RECORDS PROVIDED →
━━━━━━━━━━━━━━━━━━━━━━━━━━━━━━
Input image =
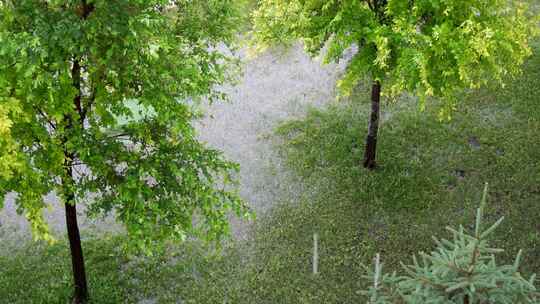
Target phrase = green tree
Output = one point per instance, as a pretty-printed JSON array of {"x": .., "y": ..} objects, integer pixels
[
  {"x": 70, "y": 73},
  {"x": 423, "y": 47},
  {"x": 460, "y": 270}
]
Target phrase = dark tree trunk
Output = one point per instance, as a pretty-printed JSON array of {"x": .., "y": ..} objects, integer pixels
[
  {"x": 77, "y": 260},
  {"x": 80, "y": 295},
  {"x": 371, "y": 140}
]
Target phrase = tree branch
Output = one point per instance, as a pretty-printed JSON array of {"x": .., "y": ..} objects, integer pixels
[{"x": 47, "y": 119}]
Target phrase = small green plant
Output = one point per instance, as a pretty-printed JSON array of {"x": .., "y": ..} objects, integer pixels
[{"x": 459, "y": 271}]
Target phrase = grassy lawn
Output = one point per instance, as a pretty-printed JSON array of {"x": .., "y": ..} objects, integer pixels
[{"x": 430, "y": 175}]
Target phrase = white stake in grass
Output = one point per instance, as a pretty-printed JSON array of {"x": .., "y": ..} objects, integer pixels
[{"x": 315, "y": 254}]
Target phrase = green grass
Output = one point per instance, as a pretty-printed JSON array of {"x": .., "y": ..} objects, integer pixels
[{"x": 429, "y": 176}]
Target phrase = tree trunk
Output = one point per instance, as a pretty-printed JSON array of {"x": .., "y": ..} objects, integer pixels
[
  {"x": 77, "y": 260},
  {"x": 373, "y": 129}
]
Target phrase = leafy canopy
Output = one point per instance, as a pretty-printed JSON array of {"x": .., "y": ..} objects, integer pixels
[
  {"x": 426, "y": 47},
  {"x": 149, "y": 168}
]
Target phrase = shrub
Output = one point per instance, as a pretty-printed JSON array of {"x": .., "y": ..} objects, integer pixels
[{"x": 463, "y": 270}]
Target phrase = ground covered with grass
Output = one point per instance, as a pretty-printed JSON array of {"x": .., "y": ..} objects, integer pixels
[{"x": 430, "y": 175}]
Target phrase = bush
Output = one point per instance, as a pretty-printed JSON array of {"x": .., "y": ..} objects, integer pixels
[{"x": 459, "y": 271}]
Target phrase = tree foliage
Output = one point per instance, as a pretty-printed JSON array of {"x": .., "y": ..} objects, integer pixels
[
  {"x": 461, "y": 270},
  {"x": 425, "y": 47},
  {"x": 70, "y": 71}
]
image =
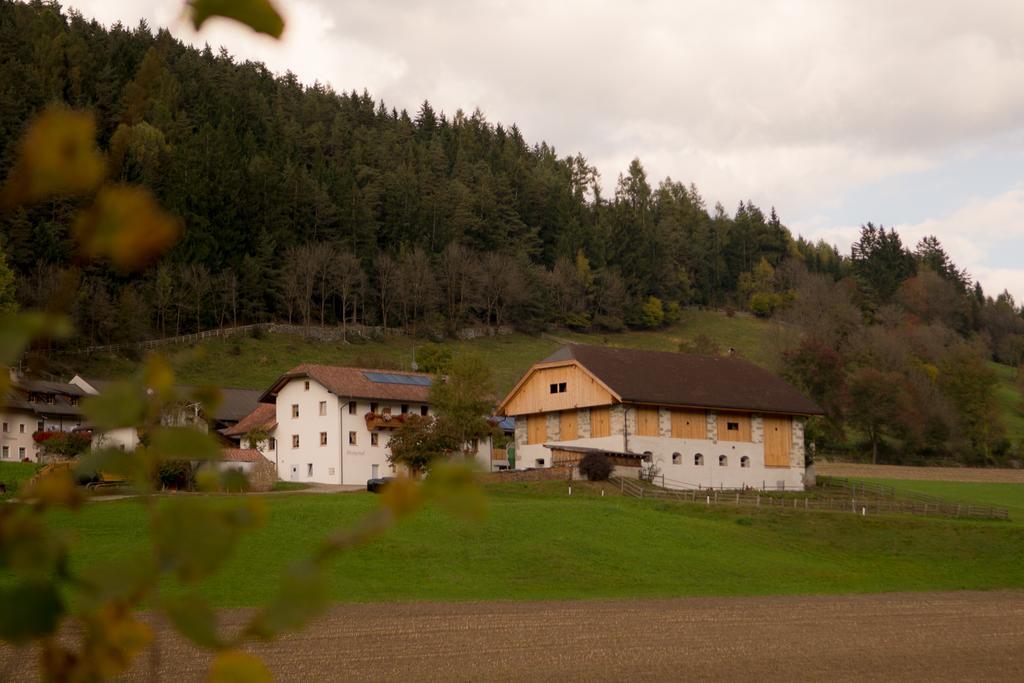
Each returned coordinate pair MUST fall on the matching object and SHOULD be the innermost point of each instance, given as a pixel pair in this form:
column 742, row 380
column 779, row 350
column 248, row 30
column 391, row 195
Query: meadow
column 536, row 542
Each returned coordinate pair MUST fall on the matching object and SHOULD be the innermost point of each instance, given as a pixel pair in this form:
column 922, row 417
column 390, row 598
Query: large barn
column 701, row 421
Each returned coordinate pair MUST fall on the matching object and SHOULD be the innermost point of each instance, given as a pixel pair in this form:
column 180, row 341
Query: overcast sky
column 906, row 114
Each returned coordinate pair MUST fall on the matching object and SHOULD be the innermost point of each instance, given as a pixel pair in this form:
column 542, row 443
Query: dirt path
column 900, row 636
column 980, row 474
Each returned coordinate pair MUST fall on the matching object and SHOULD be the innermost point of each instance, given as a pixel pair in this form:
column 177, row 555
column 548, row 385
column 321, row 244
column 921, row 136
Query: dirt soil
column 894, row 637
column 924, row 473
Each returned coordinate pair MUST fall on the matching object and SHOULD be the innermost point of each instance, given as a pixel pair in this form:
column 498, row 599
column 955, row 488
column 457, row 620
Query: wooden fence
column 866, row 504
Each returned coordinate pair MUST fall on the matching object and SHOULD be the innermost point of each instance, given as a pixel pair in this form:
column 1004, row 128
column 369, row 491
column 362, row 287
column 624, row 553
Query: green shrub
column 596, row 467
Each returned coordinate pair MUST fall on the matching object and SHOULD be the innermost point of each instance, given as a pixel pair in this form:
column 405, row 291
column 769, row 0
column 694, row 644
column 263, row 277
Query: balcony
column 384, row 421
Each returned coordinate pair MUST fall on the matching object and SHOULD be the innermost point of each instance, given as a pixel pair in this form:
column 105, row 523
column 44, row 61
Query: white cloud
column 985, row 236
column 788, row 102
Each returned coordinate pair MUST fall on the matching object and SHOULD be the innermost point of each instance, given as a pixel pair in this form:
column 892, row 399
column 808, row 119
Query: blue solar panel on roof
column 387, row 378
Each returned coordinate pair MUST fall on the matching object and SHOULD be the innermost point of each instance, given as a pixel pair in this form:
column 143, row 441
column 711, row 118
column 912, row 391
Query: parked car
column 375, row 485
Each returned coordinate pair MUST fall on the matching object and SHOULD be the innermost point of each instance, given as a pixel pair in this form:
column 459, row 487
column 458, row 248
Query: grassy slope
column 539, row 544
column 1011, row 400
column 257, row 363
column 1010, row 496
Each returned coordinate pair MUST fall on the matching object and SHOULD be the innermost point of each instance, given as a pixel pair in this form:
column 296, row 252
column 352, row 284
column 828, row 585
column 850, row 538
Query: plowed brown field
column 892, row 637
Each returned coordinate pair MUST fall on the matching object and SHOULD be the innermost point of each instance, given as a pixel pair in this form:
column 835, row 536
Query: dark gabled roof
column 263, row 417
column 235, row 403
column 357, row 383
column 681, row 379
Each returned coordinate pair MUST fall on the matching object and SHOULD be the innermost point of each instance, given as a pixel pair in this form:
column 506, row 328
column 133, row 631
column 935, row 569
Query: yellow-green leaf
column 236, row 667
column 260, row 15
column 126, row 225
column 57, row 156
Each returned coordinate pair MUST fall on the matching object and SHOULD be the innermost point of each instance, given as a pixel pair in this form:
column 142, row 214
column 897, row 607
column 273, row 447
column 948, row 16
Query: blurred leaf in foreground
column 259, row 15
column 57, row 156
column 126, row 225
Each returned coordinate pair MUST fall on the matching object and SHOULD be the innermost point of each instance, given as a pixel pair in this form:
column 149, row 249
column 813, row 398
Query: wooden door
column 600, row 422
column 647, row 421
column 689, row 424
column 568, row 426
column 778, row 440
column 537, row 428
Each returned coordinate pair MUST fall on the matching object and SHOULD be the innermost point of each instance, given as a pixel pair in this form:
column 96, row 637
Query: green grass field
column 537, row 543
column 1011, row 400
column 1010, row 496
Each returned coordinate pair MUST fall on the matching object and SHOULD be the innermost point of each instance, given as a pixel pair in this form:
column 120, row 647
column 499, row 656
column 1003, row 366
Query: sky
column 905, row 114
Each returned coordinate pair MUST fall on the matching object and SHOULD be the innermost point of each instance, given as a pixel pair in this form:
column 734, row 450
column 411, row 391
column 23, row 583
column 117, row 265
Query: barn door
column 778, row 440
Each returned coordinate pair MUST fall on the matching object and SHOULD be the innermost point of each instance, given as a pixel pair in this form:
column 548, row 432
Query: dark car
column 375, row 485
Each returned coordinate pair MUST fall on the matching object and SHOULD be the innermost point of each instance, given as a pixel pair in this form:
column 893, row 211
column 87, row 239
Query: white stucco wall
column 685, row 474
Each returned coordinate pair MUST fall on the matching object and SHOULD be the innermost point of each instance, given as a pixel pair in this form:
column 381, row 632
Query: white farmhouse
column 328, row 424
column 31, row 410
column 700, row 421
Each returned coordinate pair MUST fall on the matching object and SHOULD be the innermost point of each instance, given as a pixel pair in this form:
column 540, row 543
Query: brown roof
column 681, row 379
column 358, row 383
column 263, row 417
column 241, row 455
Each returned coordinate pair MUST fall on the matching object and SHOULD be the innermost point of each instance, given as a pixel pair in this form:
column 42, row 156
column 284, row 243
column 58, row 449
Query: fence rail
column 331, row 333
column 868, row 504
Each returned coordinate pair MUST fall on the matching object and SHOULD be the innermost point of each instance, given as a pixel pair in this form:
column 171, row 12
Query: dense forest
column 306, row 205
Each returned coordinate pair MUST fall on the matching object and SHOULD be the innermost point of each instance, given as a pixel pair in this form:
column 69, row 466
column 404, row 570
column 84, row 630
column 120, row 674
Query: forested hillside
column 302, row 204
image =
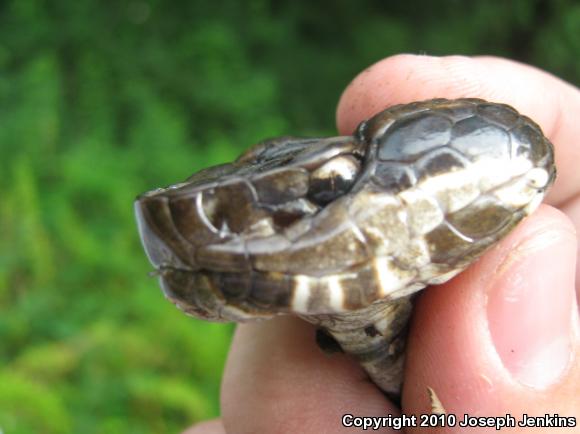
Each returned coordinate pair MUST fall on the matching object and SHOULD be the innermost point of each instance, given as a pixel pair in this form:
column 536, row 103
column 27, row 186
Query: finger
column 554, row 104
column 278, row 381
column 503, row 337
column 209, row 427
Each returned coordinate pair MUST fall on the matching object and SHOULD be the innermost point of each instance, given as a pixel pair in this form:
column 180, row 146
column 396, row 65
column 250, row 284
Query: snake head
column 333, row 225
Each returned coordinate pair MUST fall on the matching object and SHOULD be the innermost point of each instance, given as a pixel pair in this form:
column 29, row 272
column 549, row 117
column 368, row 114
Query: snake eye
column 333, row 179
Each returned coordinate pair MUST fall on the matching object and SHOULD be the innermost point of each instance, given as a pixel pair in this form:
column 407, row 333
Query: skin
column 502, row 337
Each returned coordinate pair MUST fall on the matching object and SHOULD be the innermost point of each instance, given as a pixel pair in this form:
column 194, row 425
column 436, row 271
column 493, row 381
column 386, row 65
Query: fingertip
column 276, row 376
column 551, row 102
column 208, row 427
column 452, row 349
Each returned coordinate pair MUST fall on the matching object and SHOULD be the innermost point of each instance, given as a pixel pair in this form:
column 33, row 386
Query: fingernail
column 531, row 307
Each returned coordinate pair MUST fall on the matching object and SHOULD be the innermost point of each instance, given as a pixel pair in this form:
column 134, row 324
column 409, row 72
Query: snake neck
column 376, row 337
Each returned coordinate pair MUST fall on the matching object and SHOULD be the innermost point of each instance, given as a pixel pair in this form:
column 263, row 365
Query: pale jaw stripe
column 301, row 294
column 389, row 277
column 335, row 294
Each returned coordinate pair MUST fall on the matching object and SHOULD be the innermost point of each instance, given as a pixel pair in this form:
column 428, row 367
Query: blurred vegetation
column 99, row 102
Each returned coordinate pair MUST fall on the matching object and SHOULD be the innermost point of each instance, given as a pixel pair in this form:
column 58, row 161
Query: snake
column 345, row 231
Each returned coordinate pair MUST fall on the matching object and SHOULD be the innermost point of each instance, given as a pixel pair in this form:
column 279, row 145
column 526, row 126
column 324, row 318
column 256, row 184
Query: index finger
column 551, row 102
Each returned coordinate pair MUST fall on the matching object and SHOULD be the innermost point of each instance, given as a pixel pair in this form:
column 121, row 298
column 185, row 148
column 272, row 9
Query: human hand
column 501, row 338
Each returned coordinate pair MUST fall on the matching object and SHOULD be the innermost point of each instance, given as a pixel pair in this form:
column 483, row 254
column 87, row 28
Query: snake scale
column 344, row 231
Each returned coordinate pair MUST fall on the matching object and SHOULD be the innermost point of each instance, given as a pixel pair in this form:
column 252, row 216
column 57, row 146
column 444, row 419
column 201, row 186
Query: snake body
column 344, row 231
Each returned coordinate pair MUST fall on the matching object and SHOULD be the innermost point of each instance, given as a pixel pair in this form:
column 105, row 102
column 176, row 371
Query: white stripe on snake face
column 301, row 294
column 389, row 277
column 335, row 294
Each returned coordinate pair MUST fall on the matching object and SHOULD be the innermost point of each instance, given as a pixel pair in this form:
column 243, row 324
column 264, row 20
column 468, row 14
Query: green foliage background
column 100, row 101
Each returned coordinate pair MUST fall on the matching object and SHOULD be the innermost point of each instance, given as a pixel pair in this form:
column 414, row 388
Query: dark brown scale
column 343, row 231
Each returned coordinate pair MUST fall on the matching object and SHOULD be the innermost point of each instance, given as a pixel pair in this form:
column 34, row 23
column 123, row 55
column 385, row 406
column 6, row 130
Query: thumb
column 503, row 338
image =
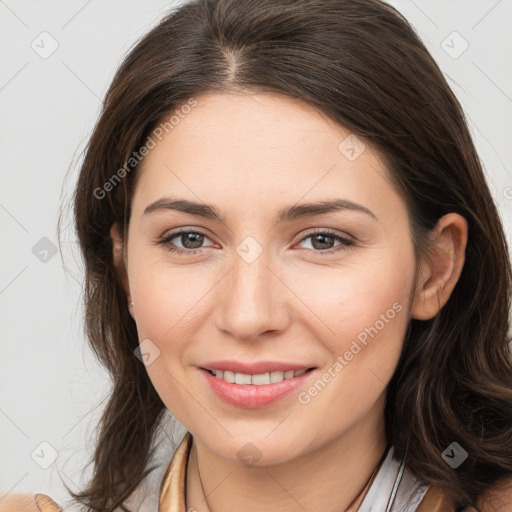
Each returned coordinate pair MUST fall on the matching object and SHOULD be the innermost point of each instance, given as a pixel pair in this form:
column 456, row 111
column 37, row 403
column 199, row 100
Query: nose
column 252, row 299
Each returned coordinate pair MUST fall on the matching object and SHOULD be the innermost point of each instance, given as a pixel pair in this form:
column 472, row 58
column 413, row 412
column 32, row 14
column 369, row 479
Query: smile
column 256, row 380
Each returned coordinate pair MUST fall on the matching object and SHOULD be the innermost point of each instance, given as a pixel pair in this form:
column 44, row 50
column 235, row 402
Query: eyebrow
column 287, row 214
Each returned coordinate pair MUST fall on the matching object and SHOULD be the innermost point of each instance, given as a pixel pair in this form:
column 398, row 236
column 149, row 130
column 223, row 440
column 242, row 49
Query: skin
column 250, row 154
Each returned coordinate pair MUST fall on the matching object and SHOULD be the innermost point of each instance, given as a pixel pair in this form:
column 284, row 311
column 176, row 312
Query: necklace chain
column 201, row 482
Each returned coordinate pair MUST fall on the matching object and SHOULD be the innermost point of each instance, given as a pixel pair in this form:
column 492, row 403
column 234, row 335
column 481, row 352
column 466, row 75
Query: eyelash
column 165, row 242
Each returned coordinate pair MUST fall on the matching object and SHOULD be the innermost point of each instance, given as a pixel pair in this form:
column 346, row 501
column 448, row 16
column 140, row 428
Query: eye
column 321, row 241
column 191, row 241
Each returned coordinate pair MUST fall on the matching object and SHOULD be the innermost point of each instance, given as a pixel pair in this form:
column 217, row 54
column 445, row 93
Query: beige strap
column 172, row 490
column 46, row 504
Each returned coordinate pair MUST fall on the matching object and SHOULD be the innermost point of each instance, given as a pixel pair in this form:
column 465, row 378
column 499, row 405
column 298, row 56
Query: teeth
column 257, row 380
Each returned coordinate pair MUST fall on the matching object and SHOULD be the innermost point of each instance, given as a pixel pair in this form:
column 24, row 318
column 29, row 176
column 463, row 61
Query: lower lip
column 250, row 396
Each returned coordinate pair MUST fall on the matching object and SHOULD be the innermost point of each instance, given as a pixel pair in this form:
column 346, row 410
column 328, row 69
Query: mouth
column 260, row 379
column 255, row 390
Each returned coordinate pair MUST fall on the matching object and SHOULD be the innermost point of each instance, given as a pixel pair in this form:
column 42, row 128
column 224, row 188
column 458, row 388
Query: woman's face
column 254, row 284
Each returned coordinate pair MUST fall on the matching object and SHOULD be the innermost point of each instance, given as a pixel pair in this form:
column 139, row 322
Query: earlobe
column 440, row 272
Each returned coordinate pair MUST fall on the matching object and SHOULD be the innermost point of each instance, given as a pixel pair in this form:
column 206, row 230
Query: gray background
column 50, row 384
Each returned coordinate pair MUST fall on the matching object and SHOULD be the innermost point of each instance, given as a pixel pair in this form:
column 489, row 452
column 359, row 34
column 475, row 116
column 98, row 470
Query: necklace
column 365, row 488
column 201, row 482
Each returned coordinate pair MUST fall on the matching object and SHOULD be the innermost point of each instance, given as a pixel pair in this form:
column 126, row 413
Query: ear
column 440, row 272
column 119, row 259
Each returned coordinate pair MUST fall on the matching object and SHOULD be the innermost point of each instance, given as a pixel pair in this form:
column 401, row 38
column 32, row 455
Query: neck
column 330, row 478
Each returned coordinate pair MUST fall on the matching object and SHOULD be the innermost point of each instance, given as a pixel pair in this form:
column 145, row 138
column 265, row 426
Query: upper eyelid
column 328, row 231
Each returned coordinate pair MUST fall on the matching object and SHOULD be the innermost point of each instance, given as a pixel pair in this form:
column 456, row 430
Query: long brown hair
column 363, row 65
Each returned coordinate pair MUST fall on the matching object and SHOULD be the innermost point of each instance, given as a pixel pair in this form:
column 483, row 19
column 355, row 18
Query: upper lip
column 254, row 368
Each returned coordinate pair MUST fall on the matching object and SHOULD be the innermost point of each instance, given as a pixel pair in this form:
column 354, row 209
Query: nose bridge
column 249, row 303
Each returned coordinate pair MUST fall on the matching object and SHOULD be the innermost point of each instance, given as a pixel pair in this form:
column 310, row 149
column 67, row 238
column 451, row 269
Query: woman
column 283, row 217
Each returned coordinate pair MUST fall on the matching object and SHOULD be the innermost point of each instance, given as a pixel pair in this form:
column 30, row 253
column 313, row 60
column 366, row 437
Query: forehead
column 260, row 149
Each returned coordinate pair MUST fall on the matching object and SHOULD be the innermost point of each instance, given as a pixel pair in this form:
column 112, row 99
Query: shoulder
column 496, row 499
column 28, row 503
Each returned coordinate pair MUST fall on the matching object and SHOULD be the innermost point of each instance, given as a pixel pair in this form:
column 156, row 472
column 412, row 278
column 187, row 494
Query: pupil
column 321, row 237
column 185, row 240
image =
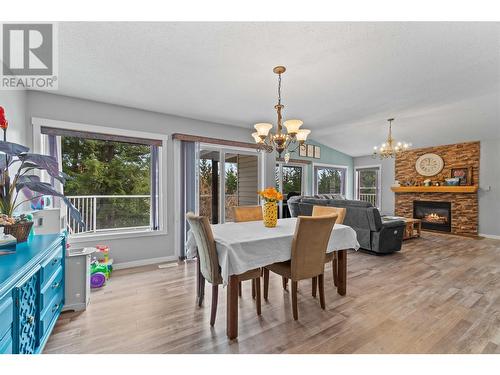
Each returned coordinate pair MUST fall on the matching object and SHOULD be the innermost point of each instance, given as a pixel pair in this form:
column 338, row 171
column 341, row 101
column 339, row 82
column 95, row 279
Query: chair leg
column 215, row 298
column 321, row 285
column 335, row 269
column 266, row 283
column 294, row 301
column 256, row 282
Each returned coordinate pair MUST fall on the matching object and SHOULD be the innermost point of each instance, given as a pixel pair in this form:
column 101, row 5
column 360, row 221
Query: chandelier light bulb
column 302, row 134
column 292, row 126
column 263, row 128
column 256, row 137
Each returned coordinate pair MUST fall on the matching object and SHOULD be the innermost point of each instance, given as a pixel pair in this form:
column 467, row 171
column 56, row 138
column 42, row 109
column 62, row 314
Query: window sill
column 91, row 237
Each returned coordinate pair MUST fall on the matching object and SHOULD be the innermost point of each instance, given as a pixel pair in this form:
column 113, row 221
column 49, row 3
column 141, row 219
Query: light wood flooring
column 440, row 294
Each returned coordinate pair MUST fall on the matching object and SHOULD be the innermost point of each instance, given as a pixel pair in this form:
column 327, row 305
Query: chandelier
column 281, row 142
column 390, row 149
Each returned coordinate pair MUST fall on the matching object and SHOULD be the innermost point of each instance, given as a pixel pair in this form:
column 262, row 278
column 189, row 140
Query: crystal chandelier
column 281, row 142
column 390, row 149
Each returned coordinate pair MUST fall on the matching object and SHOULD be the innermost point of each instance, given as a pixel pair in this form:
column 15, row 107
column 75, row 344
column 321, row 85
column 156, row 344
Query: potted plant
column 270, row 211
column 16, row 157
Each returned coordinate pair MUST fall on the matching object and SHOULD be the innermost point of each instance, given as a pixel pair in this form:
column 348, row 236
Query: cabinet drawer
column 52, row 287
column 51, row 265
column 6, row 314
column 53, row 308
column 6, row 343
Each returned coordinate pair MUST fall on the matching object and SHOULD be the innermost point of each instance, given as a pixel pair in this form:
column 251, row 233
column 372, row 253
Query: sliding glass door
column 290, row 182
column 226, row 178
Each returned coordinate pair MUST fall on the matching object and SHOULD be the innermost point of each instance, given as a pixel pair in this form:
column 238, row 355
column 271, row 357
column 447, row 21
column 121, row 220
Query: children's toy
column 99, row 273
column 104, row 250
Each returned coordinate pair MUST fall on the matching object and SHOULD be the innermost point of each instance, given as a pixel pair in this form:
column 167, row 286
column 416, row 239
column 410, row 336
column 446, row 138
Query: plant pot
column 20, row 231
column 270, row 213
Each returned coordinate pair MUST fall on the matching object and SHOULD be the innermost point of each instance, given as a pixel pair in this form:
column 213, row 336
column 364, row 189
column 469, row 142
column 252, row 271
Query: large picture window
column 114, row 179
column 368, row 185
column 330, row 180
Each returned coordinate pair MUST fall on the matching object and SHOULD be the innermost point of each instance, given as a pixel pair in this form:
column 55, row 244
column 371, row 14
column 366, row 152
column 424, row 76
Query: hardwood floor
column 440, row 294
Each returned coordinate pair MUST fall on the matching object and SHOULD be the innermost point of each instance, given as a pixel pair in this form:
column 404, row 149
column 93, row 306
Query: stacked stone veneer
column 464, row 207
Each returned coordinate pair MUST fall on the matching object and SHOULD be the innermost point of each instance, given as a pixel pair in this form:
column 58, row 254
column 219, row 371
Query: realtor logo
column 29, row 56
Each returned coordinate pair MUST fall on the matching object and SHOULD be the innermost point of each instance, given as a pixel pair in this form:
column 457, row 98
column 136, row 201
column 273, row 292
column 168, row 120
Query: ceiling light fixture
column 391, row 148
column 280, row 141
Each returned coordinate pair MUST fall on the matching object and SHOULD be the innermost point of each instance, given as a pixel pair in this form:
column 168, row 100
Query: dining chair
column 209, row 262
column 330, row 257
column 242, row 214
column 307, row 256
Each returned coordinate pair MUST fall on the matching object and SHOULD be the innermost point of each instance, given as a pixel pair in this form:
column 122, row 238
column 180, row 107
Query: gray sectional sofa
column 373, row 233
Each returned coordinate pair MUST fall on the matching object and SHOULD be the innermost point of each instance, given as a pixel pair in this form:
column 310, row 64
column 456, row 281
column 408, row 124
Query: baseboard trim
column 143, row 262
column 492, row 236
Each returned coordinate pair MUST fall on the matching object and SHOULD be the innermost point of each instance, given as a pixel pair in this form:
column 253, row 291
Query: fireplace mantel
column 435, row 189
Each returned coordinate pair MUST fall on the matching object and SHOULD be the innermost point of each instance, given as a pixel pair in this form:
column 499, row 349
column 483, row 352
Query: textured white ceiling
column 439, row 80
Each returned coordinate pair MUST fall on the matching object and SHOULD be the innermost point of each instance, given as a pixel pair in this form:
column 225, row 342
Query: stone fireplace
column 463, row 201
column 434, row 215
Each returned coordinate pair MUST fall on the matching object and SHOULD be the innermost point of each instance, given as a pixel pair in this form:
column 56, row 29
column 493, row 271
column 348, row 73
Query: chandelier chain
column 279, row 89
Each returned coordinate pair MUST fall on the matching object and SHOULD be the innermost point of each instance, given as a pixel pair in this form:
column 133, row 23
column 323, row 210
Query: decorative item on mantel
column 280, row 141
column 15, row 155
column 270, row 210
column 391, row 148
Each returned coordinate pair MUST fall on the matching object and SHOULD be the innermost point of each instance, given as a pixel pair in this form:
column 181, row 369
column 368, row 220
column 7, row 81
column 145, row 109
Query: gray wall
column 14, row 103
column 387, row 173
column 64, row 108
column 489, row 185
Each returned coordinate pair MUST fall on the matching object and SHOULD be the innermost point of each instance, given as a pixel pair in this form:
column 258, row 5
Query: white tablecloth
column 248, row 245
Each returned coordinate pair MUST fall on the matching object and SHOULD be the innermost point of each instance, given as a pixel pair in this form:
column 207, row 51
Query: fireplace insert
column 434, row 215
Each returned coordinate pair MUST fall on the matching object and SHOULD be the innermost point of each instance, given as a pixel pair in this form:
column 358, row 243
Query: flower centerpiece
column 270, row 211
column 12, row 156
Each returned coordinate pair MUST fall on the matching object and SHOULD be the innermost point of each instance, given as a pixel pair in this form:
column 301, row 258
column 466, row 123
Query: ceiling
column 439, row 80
━━━━━━━━━━━━━━━━━━━━━━━━━━━━━━
SET TASK → State how many lines of the items above contain the word "plant", and give only that number.

WRITTEN RESPONSE → 3